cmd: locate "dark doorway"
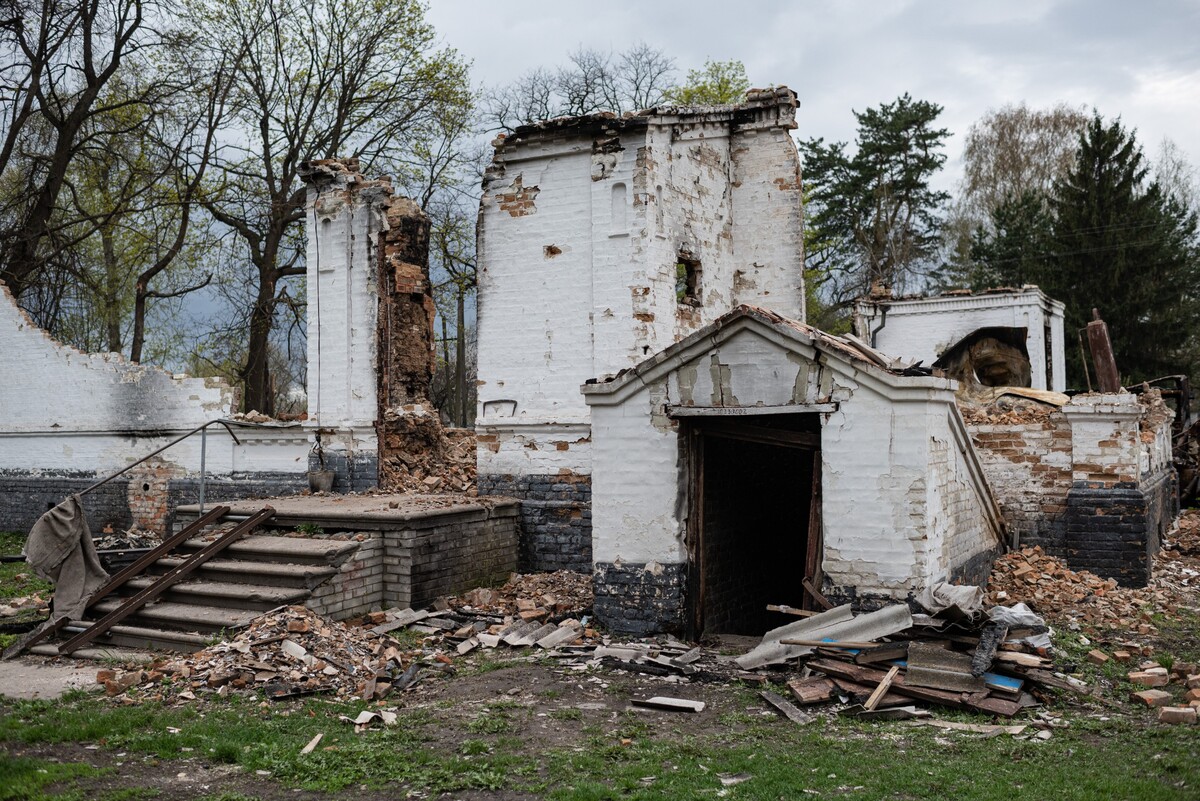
[688,414,820,637]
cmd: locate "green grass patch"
[0,753,108,801]
[0,687,1200,801]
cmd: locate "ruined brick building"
[476,88,1170,633]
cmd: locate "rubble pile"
[450,570,593,620]
[120,607,421,700]
[92,526,162,550]
[382,415,475,493]
[959,395,1058,426]
[988,522,1200,636]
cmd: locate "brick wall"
[305,531,386,620]
[382,504,518,607]
[593,562,688,634]
[476,475,592,573]
[967,411,1074,556]
[0,465,308,535]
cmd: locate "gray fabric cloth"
[25,495,108,620]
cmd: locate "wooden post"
[1087,308,1121,392]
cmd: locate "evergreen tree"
[1038,115,1200,386]
[800,94,949,305]
[964,189,1052,290]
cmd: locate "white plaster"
[854,287,1067,392]
[0,284,233,434]
[583,311,1001,598]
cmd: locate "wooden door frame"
[680,416,824,642]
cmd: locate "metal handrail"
[76,420,241,514]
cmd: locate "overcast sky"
[428,0,1200,190]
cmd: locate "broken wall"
[583,309,1002,632]
[965,391,1177,586]
[476,89,804,571]
[854,285,1067,392]
[302,158,446,492]
[0,278,307,532]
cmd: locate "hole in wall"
[676,249,702,306]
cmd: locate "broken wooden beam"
[629,695,704,712]
[59,506,275,654]
[863,664,900,712]
[758,689,812,725]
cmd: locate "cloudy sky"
[428,0,1200,189]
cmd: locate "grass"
[0,671,1200,801]
[0,753,110,801]
[0,531,54,649]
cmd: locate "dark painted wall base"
[1067,470,1178,586]
[592,562,688,634]
[475,475,592,573]
[0,472,308,535]
[301,451,379,493]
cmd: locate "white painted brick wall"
[479,97,804,482]
[854,287,1067,392]
[587,311,998,598]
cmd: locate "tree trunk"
[100,227,121,354]
[241,276,276,416]
[130,281,149,362]
[454,287,467,428]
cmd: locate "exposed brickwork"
[476,475,592,573]
[383,505,518,608]
[0,472,308,534]
[305,531,386,620]
[593,562,688,634]
[1067,474,1177,586]
[301,450,379,493]
[967,411,1074,556]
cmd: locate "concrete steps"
[150,556,337,590]
[50,515,359,658]
[179,534,359,567]
[120,576,311,612]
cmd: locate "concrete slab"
[0,657,100,700]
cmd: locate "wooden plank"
[767,603,817,618]
[863,664,900,712]
[758,689,812,725]
[0,615,70,662]
[808,660,1021,717]
[88,506,229,609]
[629,695,704,712]
[700,420,821,450]
[854,643,908,664]
[787,676,834,706]
[1087,308,1121,392]
[802,447,828,609]
[59,506,275,654]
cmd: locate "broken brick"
[1158,706,1196,724]
[1132,689,1171,709]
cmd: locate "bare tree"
[0,0,159,296]
[184,0,472,414]
[959,103,1090,221]
[484,42,674,131]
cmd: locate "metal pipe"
[76,420,241,495]
[200,428,209,516]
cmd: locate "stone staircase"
[30,535,359,658]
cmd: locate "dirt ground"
[4,656,777,801]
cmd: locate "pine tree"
[800,94,949,305]
[964,189,1054,290]
[1038,115,1200,386]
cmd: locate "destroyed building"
[0,88,1176,636]
[476,89,1174,634]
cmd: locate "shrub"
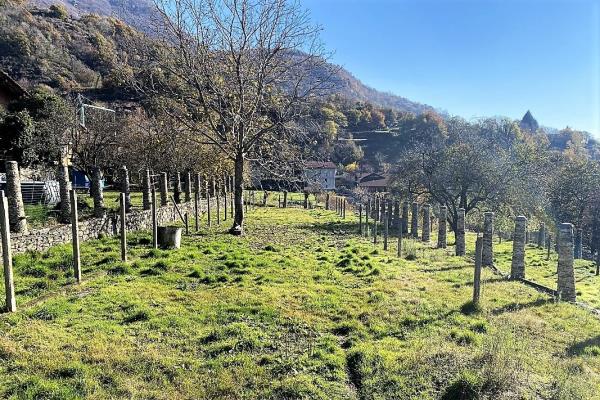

━━━━━━

| Aim of the exercise |
How many lines of the entries contain the word "metal"? Reply with the number alone.

| Response for this exercise |
2